• **WORK TO DO**: Could you carry on the spaCy NLP notebook from the point where it stops?

• **DOCUMENT PASSAGE**:
# Natural Language Processing using spacy

- Introduction of Spacy library
- Load english dictionary
- Find out stop words
- create an nlp object of given document (sentence)
- Count frequency of each word using hash values (using count_by(ORTH) and nlp.vocab.strings)
- print each word count, using dictionary comprehension
- print index of each token
- Print various attributes of nlp object (i.e. is_alpha,tok.shape_,is_stop,tok.pos_,tok.tag_) !!!
- Lemmatization
- Display tree view of words using displacy using displacy.render()
- How to get the meaning of any denoted words by nlp using explain(<word>)
- How to Find out NER(Named entity Recognition) in given doc
- Display Named Entity in doc using displacy.render
- Remove stop_words/punctuation using is_stop & is_punct attribute
- create a list of words/sentence after removing stop_words then make sentence
- Sentence and Word Tokenization
- Pipelining:
    - Get all the factory pipelining options available
    - How to disable preloaded pipeline, that will enahnce the processing time?
    - Adding custom pipelines
- Reading a file and displaying entity
- n-grams (using nltk and sklearn-CountVectorizer())
    - bi-grams
    - tri-grams
    - n-grams

In [116]:
# !pip install spacy

In [118]:
import spacy as sp
from spacy import displacy # used for data visualization
from spacy.lang.en.stop_words import STOP_WORDS
from spacy.attrs import ORTH # to be used for word count

In [119]:
sp.__version__

'3.2.1'

In [120]:
nlp = sp.load("en_core_web_sm")

• **STORED DATA**:

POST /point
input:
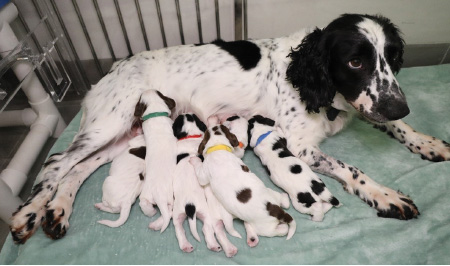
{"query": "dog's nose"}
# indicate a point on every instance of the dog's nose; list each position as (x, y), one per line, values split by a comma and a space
(395, 109)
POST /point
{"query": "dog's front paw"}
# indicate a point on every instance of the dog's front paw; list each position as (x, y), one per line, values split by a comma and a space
(25, 221)
(388, 202)
(56, 222)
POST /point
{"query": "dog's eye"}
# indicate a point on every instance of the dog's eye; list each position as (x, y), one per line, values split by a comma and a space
(355, 64)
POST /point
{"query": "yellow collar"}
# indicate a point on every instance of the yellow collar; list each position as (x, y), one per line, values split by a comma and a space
(218, 148)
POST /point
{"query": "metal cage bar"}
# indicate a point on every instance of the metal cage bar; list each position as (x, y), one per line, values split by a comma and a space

• **SOLVED EXERCISE**:
# ref: https://spacy.io/models/en
# !python -m spacy download en_core_web_sm

###### To load english model

# !python -m spacy download en_core_web_sm

In [121]:
txt = """Commercial writers know that most people don’t want to read 1,000
words of closely-spaced text in order to see what they are writing about, so 
they also like to keep sentences and paragraphs short. 
They’ll even use lots of sub-headers so you can see what each paragraph is about 
before you read it. I need 1m dollar"""

## How to get all the words from text

In [122]:
obj = nlp(txt)

In [123]:
print(obj)

Commercial writers know that most people don’t want to read 1,000
words of closely-spaced text in order to see what they are writing about, so 
they also like to keep sentences and paragraphs short. 
They’ll even use lots of sub-headers so you can see what each paragraph is about 
before you read it. I need 1m dollar


In [125]:
for w in obj:
    print(type(w))
    break

<class 'spacy.tokens.token.Token'>


In [129]:
for w in obj:
    print(w.text)

Commercial
writers
know
that
most
people
do
n’t
want
to
read
1,000


words
of
closely
-
spaced
text
in
order
to
see
what
they
are
writing
about
,
so


they
also
like
to
keep
sentences
and
paragraphs
short
.


They
’ll
even
use
lots
of
sub
-
headers
so
you
can
see
what
each
paragraph
is
about


before
you
read
it
.
I
need
1
m
dollar


## Find out stop words

In [131]:
for w in obj:
    print((w,w.is_stop))

(Commercial, False)
(writers, False)
(know, False)
(that, True)
(most, True)
(people, False)
(do, True)
(n’t, True)
(want, False)
(to, True)
(read, False)
(1,000, False)
(
, False)
(words, False)
(of, True)
(closely, False)
(-, False)
(spaced, False)
(text, False)
(in, True)
(order, False)
(to, True)
(see, True)
(what, True)
(they, True)
(are, True)
(writing, False)
(about, True)
(,, False)
(so, True)
(
, False)
(they, True)
(also, True)
(like, False)
(to, True)
(keep, True)
(sentences, False)
(and, True)
(paragraphs, False)
(short, False)
(., False)
(
, False)
(They, True)
(’ll, True)
(even, True)
(use, False)
(lots, False)
(of, True)
(sub, False)
(-, False)
(headers, False)
(so, True)
(you, True)
(can, True)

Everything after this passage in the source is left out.